* WHAT YOU NEED TO DO
Could you write out all of the records below, word for word and in the same order?

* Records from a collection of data
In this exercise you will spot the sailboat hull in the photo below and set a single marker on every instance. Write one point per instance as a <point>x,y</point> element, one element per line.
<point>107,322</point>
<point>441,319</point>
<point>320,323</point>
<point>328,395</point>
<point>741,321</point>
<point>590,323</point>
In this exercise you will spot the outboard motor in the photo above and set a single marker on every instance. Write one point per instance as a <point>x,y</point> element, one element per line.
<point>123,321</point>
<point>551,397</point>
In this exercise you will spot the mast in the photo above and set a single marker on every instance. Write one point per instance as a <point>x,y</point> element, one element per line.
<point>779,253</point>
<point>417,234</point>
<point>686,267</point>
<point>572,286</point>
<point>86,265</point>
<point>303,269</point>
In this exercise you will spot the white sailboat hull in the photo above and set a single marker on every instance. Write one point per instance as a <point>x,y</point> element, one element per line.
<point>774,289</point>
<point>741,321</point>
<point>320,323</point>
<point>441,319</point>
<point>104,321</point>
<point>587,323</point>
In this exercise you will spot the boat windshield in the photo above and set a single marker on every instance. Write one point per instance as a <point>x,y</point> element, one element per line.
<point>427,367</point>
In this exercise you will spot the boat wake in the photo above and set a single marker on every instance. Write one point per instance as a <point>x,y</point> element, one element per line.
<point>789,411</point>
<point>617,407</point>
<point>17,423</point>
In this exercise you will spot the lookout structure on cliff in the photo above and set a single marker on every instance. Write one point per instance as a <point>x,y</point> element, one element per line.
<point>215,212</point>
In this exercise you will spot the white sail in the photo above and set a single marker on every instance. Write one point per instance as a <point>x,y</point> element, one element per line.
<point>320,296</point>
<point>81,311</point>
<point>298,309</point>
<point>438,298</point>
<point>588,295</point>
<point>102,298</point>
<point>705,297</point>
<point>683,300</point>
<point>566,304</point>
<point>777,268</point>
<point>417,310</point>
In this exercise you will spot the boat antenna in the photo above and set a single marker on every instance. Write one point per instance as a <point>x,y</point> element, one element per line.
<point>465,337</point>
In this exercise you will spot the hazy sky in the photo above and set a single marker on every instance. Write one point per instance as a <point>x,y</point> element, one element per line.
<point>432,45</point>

* COMPLETED EXERCISE
In this exercise you will spot the sailboat hull in the photo below and set a single marker on every instance. Write one point per instance as a <point>x,y</point> element, one element per line.
<point>107,322</point>
<point>441,319</point>
<point>320,323</point>
<point>328,395</point>
<point>741,321</point>
<point>590,323</point>
In this exercise you will spot the outboard motor in the photo above and set a single marker on every instance. Write one point per instance as a <point>x,y</point> element, one element per line.
<point>123,321</point>
<point>551,397</point>
In this exercise you will spot the mast in the photo above and set a single marker on every instance. Write one point per instance as a <point>x,y</point> element, one element per line.
<point>779,253</point>
<point>417,234</point>
<point>686,267</point>
<point>572,286</point>
<point>86,265</point>
<point>303,269</point>
In this exercise you will spot the white sailboat hull in the photo above and set a single marker on every instance. Write one point per instance as a <point>x,y</point> element, one element per line.
<point>774,289</point>
<point>741,321</point>
<point>320,323</point>
<point>441,319</point>
<point>104,321</point>
<point>587,323</point>
In this exercise you will spot the boat windshield in the photo above and set a single marker on every instance. Write one point per instance as a <point>x,y</point> element, one element per line.
<point>427,367</point>
In this exercise you will spot the boat wake in the photo above and set a single marker on every instance. Write one point per instance as a <point>x,y</point> element, one element per line.
<point>789,411</point>
<point>617,407</point>
<point>17,423</point>
In this exercise you will spot the lookout structure on cliff in the photo above and set a single marker on every instance. Write one point per instance as a <point>x,y</point> element, one element per line.
<point>215,212</point>
In this exercise you will spot the white sail in the photo above and set a single marker on every instance. Write one point per instance as a <point>x,y</point> element, one element per line.
<point>320,296</point>
<point>81,311</point>
<point>298,309</point>
<point>438,298</point>
<point>588,295</point>
<point>102,298</point>
<point>705,297</point>
<point>683,300</point>
<point>566,304</point>
<point>777,268</point>
<point>417,310</point>
In this exercise you will spot the boat antenna in the photo above and set a single marker on every instance. Write one point per instance as a <point>x,y</point> element, one element per line.
<point>465,337</point>
In this exercise you will spot the hazy sky in the photo above and set a single marker on every instance. Write one point per instance as a <point>x,y</point> element, one element per line.
<point>432,45</point>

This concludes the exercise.